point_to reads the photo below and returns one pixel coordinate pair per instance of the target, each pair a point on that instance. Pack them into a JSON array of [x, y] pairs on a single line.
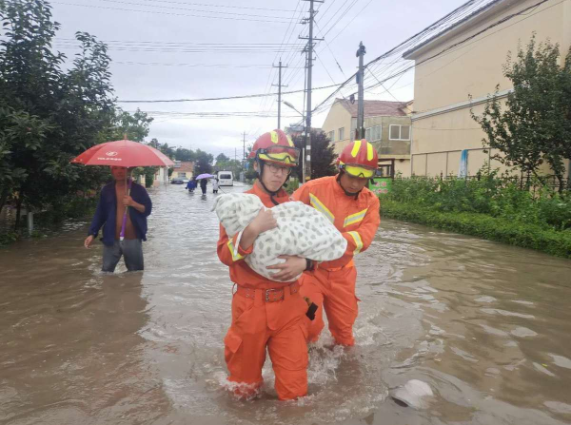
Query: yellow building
[[387, 126], [467, 59]]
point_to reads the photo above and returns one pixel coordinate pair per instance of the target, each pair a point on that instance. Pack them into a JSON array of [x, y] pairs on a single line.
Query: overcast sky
[[159, 52]]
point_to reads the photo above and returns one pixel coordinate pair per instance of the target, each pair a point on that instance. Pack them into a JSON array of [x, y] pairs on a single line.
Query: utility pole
[[279, 93], [309, 52], [360, 130], [244, 157]]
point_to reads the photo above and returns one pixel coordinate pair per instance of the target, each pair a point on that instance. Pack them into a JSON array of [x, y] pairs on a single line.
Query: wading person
[[354, 210], [203, 183], [113, 201], [266, 314]]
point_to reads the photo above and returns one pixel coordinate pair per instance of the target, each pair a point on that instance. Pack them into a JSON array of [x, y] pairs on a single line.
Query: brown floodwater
[[486, 326]]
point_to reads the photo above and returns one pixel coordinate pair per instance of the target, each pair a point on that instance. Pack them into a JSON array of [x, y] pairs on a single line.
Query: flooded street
[[487, 326]]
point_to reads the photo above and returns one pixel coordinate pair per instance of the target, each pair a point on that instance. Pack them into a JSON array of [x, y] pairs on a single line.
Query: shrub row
[[499, 229]]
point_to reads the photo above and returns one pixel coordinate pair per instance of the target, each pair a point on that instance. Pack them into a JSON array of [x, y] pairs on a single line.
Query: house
[[183, 170], [465, 60], [387, 126]]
___
- Your goal -
Repeat the listing in full and exactly. Leave any pictures out.

- Answer section -
point_to reads the photo below and returns one pixel coordinate pair per instance of the target, each pair a point on that instance. Pack them into a JSON array of [x, y] pairs on a single line.
Query: yellow building
[[387, 126], [467, 59]]
point_to reads the photo above and returns one pixel coordinate pair per instance of the target, each pair a point on that instance. Pack them into a JSON array of [x, y] pairs on a single line.
Query: overcast sky
[[159, 52]]
point_to reads the photo above and returns one pixel coordinate pair per instance of the target, each pair a point on that instance. Pack them into a JSON array of [x, y] pairs on a single line.
Query: utility pole
[[279, 93], [309, 52], [360, 130], [244, 157]]
point_to reads the photo above and returns one pixel coordinate pair per instance of the target, each pair a point on that instance. Pack them into a JSON array of [x, y] pairs on a single line.
Query: wading person
[[354, 210], [203, 183], [113, 201], [266, 314]]
point_to reads the photo above and returns one pixel coordinate pair per instance of the target, each pair a point on that instance. Pack them into a JSON array of [x, y] pairs on a single line.
Query: brown floodwater
[[486, 326]]
point_to reads the photo above and returns one pixel coordinate pair per instance of the target, each pair a point on that instance. Pack them into a JSON array of [x, y] pairs on a single line.
Query: flooded street
[[487, 326]]
point_to reads the photo above and returns one pixel coordinate pair per instance of the target, each pair a point on that instance. Pack them into a JSON array of [x, y] pairs on a single line.
Query: shrub row
[[499, 229]]
point_to reads the photo above and returns one pixel coordinate pair per instance of the target, each pair a point on that instance. Pack them into a JSON array of [x, y] pairs on a single line.
Query: house
[[183, 170], [465, 60], [387, 126]]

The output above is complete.